■ DATA EXTRACT
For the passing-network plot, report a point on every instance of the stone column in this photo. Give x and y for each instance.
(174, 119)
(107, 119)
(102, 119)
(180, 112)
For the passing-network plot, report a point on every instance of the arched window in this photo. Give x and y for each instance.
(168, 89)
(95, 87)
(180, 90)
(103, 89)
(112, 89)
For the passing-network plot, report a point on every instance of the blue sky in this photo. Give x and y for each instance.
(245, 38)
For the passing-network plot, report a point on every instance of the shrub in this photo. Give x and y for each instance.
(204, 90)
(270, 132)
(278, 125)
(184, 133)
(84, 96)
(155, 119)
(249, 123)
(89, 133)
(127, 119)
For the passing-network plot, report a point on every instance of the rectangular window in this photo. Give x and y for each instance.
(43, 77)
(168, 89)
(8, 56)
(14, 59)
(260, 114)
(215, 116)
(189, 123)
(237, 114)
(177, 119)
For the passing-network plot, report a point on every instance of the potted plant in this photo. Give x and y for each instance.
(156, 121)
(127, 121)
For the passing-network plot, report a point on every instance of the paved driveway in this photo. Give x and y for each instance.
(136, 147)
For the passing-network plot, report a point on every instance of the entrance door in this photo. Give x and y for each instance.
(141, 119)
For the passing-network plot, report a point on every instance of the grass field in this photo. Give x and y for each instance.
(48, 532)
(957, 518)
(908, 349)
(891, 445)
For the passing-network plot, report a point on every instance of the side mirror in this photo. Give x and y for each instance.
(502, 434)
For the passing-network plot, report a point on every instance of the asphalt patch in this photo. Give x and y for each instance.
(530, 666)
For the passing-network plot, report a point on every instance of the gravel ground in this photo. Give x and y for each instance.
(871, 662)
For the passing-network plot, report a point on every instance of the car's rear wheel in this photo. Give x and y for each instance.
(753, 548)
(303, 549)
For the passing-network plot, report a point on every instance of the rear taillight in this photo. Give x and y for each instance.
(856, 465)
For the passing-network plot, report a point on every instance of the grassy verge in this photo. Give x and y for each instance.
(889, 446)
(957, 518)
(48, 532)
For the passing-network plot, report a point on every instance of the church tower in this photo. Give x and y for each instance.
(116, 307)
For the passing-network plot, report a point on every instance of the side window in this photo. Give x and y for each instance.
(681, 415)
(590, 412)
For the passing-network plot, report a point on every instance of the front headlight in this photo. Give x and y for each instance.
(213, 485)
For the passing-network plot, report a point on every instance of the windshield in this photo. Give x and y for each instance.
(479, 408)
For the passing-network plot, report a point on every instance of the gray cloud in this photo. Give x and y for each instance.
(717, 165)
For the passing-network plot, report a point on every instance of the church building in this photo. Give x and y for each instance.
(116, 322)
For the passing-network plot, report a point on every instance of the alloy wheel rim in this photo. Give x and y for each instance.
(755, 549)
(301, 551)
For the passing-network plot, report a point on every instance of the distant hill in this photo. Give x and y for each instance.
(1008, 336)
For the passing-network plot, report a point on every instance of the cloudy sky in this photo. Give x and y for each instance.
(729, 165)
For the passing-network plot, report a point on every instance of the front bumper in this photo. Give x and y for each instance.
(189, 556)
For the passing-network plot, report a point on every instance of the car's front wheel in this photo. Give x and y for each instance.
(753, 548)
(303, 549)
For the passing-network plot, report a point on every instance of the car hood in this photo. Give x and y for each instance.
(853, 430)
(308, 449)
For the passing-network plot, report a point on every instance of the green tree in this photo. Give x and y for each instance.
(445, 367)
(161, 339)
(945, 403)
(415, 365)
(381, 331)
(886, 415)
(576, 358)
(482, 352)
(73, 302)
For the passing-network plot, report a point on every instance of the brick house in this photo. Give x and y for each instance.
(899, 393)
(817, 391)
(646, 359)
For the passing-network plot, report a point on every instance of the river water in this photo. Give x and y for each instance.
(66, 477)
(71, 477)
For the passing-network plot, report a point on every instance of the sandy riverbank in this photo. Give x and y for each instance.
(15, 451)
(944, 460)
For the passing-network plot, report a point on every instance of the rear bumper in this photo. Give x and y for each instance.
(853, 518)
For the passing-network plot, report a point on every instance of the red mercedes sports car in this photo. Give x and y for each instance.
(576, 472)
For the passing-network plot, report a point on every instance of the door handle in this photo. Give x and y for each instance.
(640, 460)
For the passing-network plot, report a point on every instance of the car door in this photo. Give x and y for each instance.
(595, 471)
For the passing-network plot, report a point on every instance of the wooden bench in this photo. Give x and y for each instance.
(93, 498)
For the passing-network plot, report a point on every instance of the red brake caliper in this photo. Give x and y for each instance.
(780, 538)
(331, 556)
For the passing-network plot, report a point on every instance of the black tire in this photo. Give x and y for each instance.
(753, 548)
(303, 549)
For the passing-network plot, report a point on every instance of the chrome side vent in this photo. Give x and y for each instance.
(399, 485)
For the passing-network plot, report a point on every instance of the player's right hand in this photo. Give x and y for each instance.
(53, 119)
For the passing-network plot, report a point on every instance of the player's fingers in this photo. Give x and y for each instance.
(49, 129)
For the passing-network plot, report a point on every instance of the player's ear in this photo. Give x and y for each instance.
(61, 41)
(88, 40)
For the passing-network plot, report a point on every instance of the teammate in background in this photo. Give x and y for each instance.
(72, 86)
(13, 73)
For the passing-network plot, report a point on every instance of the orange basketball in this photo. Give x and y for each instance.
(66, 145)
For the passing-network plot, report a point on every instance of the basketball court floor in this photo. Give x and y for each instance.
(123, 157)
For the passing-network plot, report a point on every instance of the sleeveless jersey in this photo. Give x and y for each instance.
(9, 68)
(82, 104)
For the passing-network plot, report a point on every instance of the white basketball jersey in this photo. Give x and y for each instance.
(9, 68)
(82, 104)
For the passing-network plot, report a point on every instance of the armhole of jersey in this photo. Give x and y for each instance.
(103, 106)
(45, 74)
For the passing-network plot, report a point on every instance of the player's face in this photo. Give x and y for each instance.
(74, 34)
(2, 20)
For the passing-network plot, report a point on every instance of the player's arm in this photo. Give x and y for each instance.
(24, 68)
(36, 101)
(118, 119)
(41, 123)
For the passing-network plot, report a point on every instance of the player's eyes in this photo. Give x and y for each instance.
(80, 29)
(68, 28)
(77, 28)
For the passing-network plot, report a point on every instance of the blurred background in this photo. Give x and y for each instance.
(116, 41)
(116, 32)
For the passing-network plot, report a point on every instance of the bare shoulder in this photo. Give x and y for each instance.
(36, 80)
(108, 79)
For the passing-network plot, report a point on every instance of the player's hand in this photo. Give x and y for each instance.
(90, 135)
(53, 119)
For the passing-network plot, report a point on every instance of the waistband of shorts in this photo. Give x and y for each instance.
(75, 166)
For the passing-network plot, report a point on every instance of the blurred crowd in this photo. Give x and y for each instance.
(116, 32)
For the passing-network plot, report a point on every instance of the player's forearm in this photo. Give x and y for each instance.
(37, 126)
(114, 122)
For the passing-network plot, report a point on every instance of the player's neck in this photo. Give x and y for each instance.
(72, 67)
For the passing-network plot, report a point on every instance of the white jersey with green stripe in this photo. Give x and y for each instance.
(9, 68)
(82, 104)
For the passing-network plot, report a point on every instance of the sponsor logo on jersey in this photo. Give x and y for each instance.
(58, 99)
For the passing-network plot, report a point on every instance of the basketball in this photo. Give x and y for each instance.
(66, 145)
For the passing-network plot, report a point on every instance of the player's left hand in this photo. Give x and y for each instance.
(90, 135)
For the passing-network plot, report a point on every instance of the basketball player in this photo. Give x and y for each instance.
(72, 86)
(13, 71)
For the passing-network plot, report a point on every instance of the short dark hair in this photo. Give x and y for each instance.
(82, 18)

■ THE TASK
Return the listing above in its entirety, word for word.

■ RESULT OF THIS TASK
For the passing-network plot, report a point on every instance of the stone column in this photo. Give x and y for each instance.
(174, 119)
(107, 119)
(102, 119)
(180, 112)
For the passing-network plot, report a point on every instance of the arched window in this photo. Give x and y for each instance.
(168, 89)
(95, 87)
(180, 90)
(103, 89)
(112, 89)
For the passing-network plot, report a point on every instance of the blue sky in this photo. Give x and y for each instance.
(245, 38)
For the passing-network plot, report a point on every instance of the shrub in this photo. Give x and y for each instance.
(204, 90)
(270, 132)
(278, 125)
(184, 133)
(84, 96)
(155, 119)
(249, 123)
(89, 133)
(127, 119)
For the passing-network plot, report a point on every instance of the rectangular window in this photo. Give x and y for each instance.
(43, 77)
(168, 89)
(8, 56)
(14, 59)
(260, 114)
(215, 116)
(189, 123)
(237, 114)
(177, 119)
For the passing-network plot, report a point on every instance of the potted plant in this photo. Give x and y for each instance.
(156, 121)
(127, 121)
For the passing-network plot, report a point on every instance of the paved driveway in this photo. Give x and y for each instance.
(136, 147)
For the passing-network plot, report a point on every instance of the entrance door in this photo. Give x and y for each instance.
(141, 119)
For the passing-network plot, report a point on every instance of the grass field in this photo. Give x and y for each instance.
(48, 532)
(957, 518)
(908, 349)
(891, 445)
For the passing-network plot, report a point on every instance of the side mirror in this photo. Give x and y for each instance.
(502, 434)
For the passing-network plot, report a point on every instance of the asphalt patch in this photo. Give x and y for each instance.
(530, 666)
For the passing-network plot, report a point on every instance of the gravel ground in this photo. Give x and y for each instance.
(871, 662)
For the passing-network plot, report a point on every instance of the car's rear wheel in this photo. Give x and y for each instance.
(753, 548)
(303, 549)
For the passing-network plot, report a point on every instance of the rear taillight in this photo. Give x and y for each instance.
(856, 465)
For the passing-network plot, report a point on every instance of the grassy verge in this photo. Give x and y for each instance.
(889, 446)
(957, 518)
(48, 532)
For the passing-network plot, report a point on every instance of the church tower in this photo. Give x and y for each instance.
(116, 307)
For the passing-network plot, report a point on every instance of the side window in this photo. Give x and y for each instance.
(681, 415)
(590, 412)
For the passing-network plot, report a point on every instance of the front headlight in this photo. Give x and y for each instance.
(213, 485)
For the passing-network plot, report a point on every instance of the windshield in this photo. Give x and y for each instance.
(479, 408)
For the passing-network plot, report a point on every instance of the gray cloud in this photo. Give x and y for each instance.
(717, 165)
For the passing-network plot, report a point on every instance of the church building in this photo. Give x and y for each instance.
(116, 322)
For the passing-network plot, report a point on every instance of the alloy wheel rim in this photo. Give x and y for each instance.
(755, 549)
(301, 551)
For the passing-network plot, report a point on every instance of the distant hill in this photo. Give x and y for each instance.
(1008, 336)
For the passing-network plot, report a point on every instance of the cloudy sky in this photo. Give x and y for each instance.
(729, 165)
For the passing-network plot, report a point on every instance of the front bumper in this photo. Give x and y for each instance.
(189, 556)
For the passing-network plot, report a point on every instance of the car's front wheel in this photo. Give x and y for each instance.
(753, 548)
(303, 549)
For the passing-network plot, report a point on every instance of the car hood in this photo. Give x and y for each instance.
(853, 430)
(308, 449)
For the passing-network plot, report a point on every instance of the green tree in this photo. Give x and y for each instance.
(445, 367)
(161, 339)
(945, 403)
(415, 365)
(381, 331)
(886, 415)
(576, 358)
(482, 352)
(73, 302)
For the passing-network plot, report a point on every instance of the brick house in this photo. Give x and y for each instance.
(899, 393)
(817, 391)
(646, 359)
For the passing-network plot, report a point on every instance of the river water in this photo. Give x and y for each instance.
(66, 477)
(71, 477)
For the passing-network plot, report a point on every instance of the sandy riverbank in this photo. Give x and y for each instance.
(15, 451)
(944, 460)
For the passing-network plot, report a point on every instance of the rear bumper in this photo. Give x and y for each instance.
(853, 518)
For the passing-network plot, report a point on every instance of the red mercedes sports car in this photo. Give x and y for each instance.
(576, 472)
For the passing-network plot, report a point on every instance of the door handle in this photo. Give x and y for each instance.
(640, 460)
For the passing-network plot, report a point on every instance of the car door in this photo. Give x and y for each instance.
(595, 471)
For the passing-network plot, report a point on every instance of the wooden bench in this photo. Give x and y for each instance.
(93, 498)
For the passing-network plot, report a point on every instance of the red brake caliper in this photo. Give x and y for each instance.
(780, 538)
(331, 556)
For the passing-network plot, report a point on every instance of the black tire in this photo. Give x and y for each instance.
(753, 548)
(303, 549)
For the passing-network plot, report a point on every instance of the chrome side vent in this photo. Give x and y for each instance.
(399, 485)
For the passing-network plot, report a point on every instance of the player's right hand in this photo. Give x and y for each instance.
(53, 119)
For the passing-network plot, report a point on every instance of the player's fingers in this photo. Give x and y for each instance.
(49, 129)
For the passing-network plot, report a point on every instance of the player's ear in this photo. Give x and y for each instance.
(61, 41)
(88, 40)
For the passing-network plot, report a point on every instance of the teammate in background in this photo. Give x and y for each instance.
(72, 86)
(13, 73)
For the passing-network plot, report a point on every instance of the orange basketball in this photo. Give x and y for each instance.
(66, 145)
For the passing-network plot, report a point on every instance of the basketball court floor in this photo. Give x and y for each instance.
(123, 157)
For the passing-network plot, report a point on every instance of the sleeveless jersey in this photo. Give x and y for each instance.
(9, 68)
(82, 104)
For the passing-network plot, report a point on every instance of the white basketball jersey in this photo. Give x and y for each instance.
(9, 68)
(82, 104)
For the passing-network plot, report a point on every instance of the armhole of jersey in this photo. Give x and y for each instance.
(103, 106)
(45, 74)
For the passing-network plot, report a point on every instance of the player's face in this photo. Give x and y for each instance.
(74, 34)
(2, 20)
For the passing-network plot, report a point on every instance of the player's arm in this photo. Give x and y for each instance.
(24, 68)
(36, 101)
(118, 119)
(41, 123)
For the passing-network plot, report a point on every instance of the player's eyes in this photo. Give x and y for each instance.
(80, 29)
(68, 28)
(77, 28)
For the passing-network plot, report a point on every instance of the blurred background in this photo. Give x and y for each instance.
(116, 41)
(116, 32)
For the passing-network plot, report a point on every instance of the bare shoulder in this photo. Give x and y for each instance.
(36, 80)
(108, 79)
For the passing-network plot, report a point on every instance of the player's hand in this photo. Give x and y for each instance.
(90, 135)
(53, 119)
For the passing-network plot, report a point on every instance of the waistband of shorts in this photo. Give x and y for each instance.
(75, 166)
For the passing-network plot, report a point on every instance of the blurred crowd in this photo. Give x and y for each instance.
(116, 32)
For the passing-network plot, report a point on every instance of the player's forearm in this photo. Give x and y for each instance.
(37, 126)
(114, 122)
For the passing-network plot, report a point on every instance of the player's neck in this photo. Give x and y for each instance.
(72, 67)
For the passing-network plot, report a point on every instance of the white jersey with green stripe in this photo. Give x and y for each instance.
(9, 68)
(82, 104)
For the passing-network plot, report a point on every instance of the sponsor logo on jersey in this photo. Give x and y for each instance.
(58, 99)
For the passing-network plot, report a point on every instance of the basketball in this photo. Give x and y for each instance.
(66, 145)
For the passing-network plot, report a point on every instance of the player's left hand in this photo. Give x and y for each instance.
(90, 135)
For the passing-network plot, report a point on every instance of the basketball player in this photo. Give x and y for each instance.
(72, 86)
(13, 71)
For the passing-network plot, report a point on every instance of the short dark hair in this photo. Give x and y for each instance.
(82, 18)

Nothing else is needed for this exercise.